Le cortège s'arrête sous des détonations de baroud
A l'heure du dîner, les invités se relayaient aux tables. A la différence des Aurès, on mange encore collectivement. On s'attable en groupes de six personnes, le berbouche (couscous en chaoui) arrive dans une grande assiette...
Du Djurdjura aux Aurès, le trajet ne prend plus quatre ou cinq heures. Deux heures suffisent pour atteindre la ville de Sétif venant de Tizi Ouzou. L'autoroute Est-Ouest a résumé une route qui prenait une journée pour en faire juste un petit voyage. Objectif: assister à une fête de mariage dans un village chaoui à Aïn Azal. Ces dernières années, deux phénomènes viennent conjointement se greffer à la vie ancienne dans ces monts escarpés des Aurès. Le premier est que beaucoup de femmes kabyles sont mariées à des gens de la région participant ainsi à tisser des liens familiaux. La seconde est hélas, l'arrivée des moyens modernes qui éloignent de plus en plus les anciennes traditions chaouïes.

__________

◆ **Série de tâches**:
1 > Modifiez le passage du texte sur le mariage chaoui compris entre « Le cortège s'arrête » et « une grande assiette... », inclus, en y remplaçant « invités » par « convives ».
2 > Prolongez le texte sur le mariage chaoui au-delà de sa dernière phrase.

__________

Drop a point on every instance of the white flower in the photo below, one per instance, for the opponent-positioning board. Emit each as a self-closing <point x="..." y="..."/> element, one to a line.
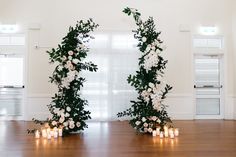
<point x="133" y="10"/>
<point x="62" y="119"/>
<point x="154" y="118"/>
<point x="70" y="53"/>
<point x="46" y="125"/>
<point x="78" y="124"/>
<point x="69" y="65"/>
<point x="68" y="108"/>
<point x="54" y="123"/>
<point x="150" y="130"/>
<point x="65" y="124"/>
<point x="145" y="95"/>
<point x="64" y="58"/>
<point x="144" y="39"/>
<point x="137" y="123"/>
<point x="148" y="48"/>
<point x="72" y="125"/>
<point x="81" y="46"/>
<point x="59" y="68"/>
<point x="158" y="77"/>
<point x="75" y="61"/>
<point x="145" y="125"/>
<point x="67" y="115"/>
<point x="71" y="121"/>
<point x="144" y="119"/>
<point x="70" y="58"/>
<point x="151" y="85"/>
<point x="157" y="107"/>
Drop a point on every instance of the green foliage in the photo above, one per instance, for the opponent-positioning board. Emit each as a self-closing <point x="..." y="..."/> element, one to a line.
<point x="148" y="111"/>
<point x="67" y="107"/>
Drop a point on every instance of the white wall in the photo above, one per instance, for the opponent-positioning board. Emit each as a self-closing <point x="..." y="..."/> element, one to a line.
<point x="234" y="49"/>
<point x="55" y="17"/>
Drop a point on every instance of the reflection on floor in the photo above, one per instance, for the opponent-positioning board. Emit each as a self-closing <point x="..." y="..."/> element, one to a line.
<point x="202" y="138"/>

__________

◆ **Réponses aux exercices**:
1 >
Le cortège s'arrête sous des détonations de baroud
A l'heure du dîner, les convives se relayaient aux tables. A la différence des Aurès, on mange encore collectivement. On s'attable en groupes de six personnes, le berbouche (couscous en chaoui) arrive dans une grande assiette...

2 >
Aussi, nous avons accompagné une famille de Tizi Ouzou qui se rendait à Aïn Azel pour assister à une fête de mariage. Le jeune marié est leur neveu, fils de leur fille. Le voyage n'est plus rude comme avant. A présent, le périple nous prend juste deux heures. Sur le quai, nous embarquons dans un taxi à la nouvelle gare de Tizi Ouzou. L'essentiel du temps est passé sur la route Tizi Ouzou vers Boumerdès pour rejoindre la route vers Constantine à partir de Thénia. Une fois, l'autoroute Est-Ouest abordée, la route n'est plus qu'un jeu. En un clin d'oeil, c'est la wilaya de Bouira qui nous accueille avant de frapper aux portes de Bordj Bou Arréridj. Enfin, l'entrée de la ville de Sétif apparaît. Sur place, il nous fallait rejoindre Aïn Azel dans les Aurès à quelques dizaines de kilomètres de là.
Le baroud et le berbouche sous les airs du disc-jockey
A proximité du village, c'est déjà l'ambiance de la fête qui nous accueille. A notre arrivée, celle-ci avait déjà commencé. Le baroud est à l'honneur et accompagne des youyous comme le veut la tradition locale. Des membres de la famille du marié s'apprêtaient à aller dans la maison de la mariée. «Nous allons emporter, comme le veut la tradition, des moutons et les ingrédients nécessaires pour nourrir nos invités qui iront chercher la mariée demain inchallah. Nos ancêtres ont toujours respecté cela. Pour nous aussi c'est une obligation incontournable», explique le père du jeune marié dans un chaoui que nous avons bien compris.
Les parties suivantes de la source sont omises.